Reproduce every line of the records below, requests included, offsetting each coordinate value in the answers by -10.

Entries supplied »
※ ※ ※
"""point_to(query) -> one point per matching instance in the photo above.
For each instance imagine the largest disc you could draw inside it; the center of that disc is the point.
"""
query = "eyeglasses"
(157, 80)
※ ※ ※
Output for this exercise »
"""point_to(query) -> one point per matching instance in the photo above.
For each instance imagine the largest disc you could draw inside it; the center of that disc is the point.
"""
query = "eyeglasses"
(147, 70)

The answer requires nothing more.